→ ОТРЫВОК:
»»
Бедность русской литературы в настоящее время – также необходимое следствие исторического развития и хода ее вообще. Мы уже говорили об этом; но нам еще остается сказать кое-что. Мы с особенною подробностью развили ту мысль, что все роды попыток и опытов уже истощены, а потому обыкновенные таланты лишены возможности в чем-нибудь успевать, но мы только мимоходом заметили, что в то же время даны образцы истинного творчества, которым подражать нельзя и которые если не мешают с большим или меньшим успехом действовать талантам, то уже не подражательным, а самобытным, и которые убили совершенно возможность успеха для обыкновенных дарований, доселе игравших такую важную роль. Об этом стоит поговорить подробнее и обстоятельнее.
««
→ ВЫДЕРЖКИ ИЗ ЗАПИСЕЙ:
»»
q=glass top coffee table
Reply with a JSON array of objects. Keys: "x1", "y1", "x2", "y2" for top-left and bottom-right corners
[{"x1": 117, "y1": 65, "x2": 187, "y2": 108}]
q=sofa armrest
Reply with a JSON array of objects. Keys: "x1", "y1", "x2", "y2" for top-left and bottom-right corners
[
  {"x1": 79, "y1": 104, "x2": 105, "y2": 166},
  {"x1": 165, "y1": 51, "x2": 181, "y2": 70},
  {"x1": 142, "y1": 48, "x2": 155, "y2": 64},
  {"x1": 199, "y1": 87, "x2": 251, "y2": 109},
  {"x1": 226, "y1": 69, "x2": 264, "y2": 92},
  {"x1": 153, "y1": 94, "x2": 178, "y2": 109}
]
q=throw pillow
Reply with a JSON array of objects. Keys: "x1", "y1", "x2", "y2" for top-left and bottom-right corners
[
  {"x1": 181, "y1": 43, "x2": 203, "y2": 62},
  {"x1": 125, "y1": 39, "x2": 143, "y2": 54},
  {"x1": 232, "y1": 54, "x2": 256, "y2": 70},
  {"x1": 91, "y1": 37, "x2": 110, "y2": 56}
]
««
»»
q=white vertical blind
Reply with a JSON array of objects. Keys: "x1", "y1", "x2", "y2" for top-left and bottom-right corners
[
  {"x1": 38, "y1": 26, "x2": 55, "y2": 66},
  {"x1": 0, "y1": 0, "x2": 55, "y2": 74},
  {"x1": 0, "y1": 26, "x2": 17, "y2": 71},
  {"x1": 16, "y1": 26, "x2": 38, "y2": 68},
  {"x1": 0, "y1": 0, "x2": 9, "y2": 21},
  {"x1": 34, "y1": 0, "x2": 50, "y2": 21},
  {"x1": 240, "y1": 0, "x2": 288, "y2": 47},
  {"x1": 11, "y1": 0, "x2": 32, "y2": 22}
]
««
→ ЗАДАНИЕ 1:
Перепишите из отрывка о бедности русской литературы фрагмент от «Бедность русской литературы» до «подробнее и обстоятельнее.».
→ ЗАДАНИЕ 2:
Что, согласно отрывку о бедности русской литературы, совершенно убили образцы истинного творчества?

→ РЕЗУЛЬТАТ ВЫПОЛНЕНИЯ 1:
Бедность русской литературы в настоящее время – также необходимое следствие исторического развития и хода ее вообще. Мы уже говорили об этом; но нам еще остается сказать кое-что. Мы с особенною подробностью развили ту мысль, что все роды попыток и опытов уже истощены, а потому обыкновенные таланты лишены возможности в чем-нибудь успевать, но мы только мимоходом заметили, что в то же время даны образцы истинного творчества, которым подражать нельзя и которые если не мешают с большим или меньшим успехом действовать талантам, то уже не подражательным, а самобытным, и которые убили совершенно возможность успеха для обыкновенных дарований, доселе игравших такую важную роль. Об этом стоит поговорить подробнее и обстоятельнее.

→ РЕЗУЛЬТАТ ВЫПОЛНЕНИЯ 2:
Возможность успеха для обыкновенных дарований, доселе игравших такую важную роль.